29 January 2019

Book review: Chocolate Wars

From humble bean to global boardrooms, Chocolate Wars plots the history of chocolate making from cocoa’s less glamorous introduction to Britain’s consumers as a nutritious and medicinal concoction from the early 1800s...

by William Smyth-Osbourne

Investment Manager


... through the seminal production of milk chocolate, to the creation of our most treasured treats in Dairy Milk, Aero, Smarties, Snickers, Mars Bars and many more. The book explores the rivalry and friendship of the Quaker families of Cadbury, Rowntree, and Fry whose vision and entrepreneurship saw them dominate the UK market, for a long time the world’s largest consumer of cocoa, whilst the likes of Nestle in Switzerland and Hershey’s in the USA took hold of international markets.

Whilst the development of chocolate production provides the central narrative of the book, perhaps more intriguing in an era where environmental, social, and governmental principles feature more and more highly in the consciousness of consumers and investors, it is the overwhelming success of Quakerism that shines prominently from Cadbury’s history. Staying true to their Quaker values, Britain’s chocolatiers went through great efforts to ensure the welfare of their workforce, culminating in the great model villages surrounding their new factories. First, the Cadbury brothers built Bourneville outside Birmingham in 1880, transporting their workers and their families from the overcrowded grime of the industrial revolution to open fields, sports, gardens, and community, and accelerating the company’s success in the process. Joseph Rowntree followed suit in 1890, and when favour finally turned his way in the US, Milton Hershey built a whole town around the turn of the century. Each had incredible wealth, but each thought more for their workers and the poor around them than the fortunes of themselves, and reaped the rewards in a virtuous circle.

§ **GIVEN DATA**
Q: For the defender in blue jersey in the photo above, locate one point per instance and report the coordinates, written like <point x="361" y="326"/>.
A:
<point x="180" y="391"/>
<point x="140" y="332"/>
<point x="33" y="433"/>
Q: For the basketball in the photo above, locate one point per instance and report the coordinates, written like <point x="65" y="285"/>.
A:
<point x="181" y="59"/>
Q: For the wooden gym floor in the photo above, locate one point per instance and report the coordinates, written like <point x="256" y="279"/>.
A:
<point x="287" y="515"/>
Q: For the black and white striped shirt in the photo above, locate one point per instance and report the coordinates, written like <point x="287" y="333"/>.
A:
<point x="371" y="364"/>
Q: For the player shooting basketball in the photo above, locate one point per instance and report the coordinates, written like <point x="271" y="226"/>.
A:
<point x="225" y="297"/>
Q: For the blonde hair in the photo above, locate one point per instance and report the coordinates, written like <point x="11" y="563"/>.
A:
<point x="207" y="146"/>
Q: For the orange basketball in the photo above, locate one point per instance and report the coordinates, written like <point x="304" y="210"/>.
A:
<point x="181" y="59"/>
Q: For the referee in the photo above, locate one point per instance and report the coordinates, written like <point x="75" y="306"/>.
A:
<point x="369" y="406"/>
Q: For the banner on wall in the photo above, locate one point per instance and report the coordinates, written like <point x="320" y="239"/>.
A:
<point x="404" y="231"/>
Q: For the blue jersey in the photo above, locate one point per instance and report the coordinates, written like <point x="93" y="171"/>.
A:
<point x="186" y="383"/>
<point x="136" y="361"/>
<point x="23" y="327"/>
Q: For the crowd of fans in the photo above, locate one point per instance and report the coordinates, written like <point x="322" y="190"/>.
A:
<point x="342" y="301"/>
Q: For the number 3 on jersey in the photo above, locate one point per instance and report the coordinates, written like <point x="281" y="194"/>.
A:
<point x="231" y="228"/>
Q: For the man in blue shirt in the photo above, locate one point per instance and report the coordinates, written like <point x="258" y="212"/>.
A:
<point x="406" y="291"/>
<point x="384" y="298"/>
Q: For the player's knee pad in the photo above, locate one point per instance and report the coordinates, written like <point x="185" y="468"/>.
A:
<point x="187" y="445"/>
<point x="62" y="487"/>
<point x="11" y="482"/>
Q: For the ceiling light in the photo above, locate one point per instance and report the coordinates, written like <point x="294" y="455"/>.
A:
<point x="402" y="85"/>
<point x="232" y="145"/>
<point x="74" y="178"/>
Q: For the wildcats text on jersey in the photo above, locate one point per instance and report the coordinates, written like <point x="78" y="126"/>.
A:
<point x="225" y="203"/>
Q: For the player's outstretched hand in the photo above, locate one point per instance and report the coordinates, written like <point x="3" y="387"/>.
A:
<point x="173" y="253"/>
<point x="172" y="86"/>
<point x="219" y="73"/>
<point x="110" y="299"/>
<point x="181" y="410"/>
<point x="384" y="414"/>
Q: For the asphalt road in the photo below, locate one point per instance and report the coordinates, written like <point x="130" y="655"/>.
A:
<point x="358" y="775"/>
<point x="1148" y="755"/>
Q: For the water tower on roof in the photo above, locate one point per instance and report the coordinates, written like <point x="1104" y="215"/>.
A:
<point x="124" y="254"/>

§ **WHAT IS REQUIRED**
Copy out the chocolate book review's stretch from "Book review: Chocolate" through "of international markets." word for word.

§ **OUTPUT**
Book review: Chocolate Wars

From humble bean to global boardrooms, Chocolate Wars plots the history of chocolate making from cocoa’s less glamorous introduction to Britain’s consumers as a nutritious and medicinal concoction from the early 1800s...

by William Smyth-Osbourne

Investment Manager


... through the seminal production of milk chocolate, to the creation of our most treasured treats in Dairy Milk, Aero, Smarties, Snickers, Mars Bars and many more. The book explores the rivalry and friendship of the Quaker families of Cadbury, Rowntree, and Fry whose vision and entrepreneurship saw them dominate the UK market, for a long time the world’s largest consumer of cocoa, whilst the likes of Nestle in Switzerland and Hershey’s in the USA took hold of international markets.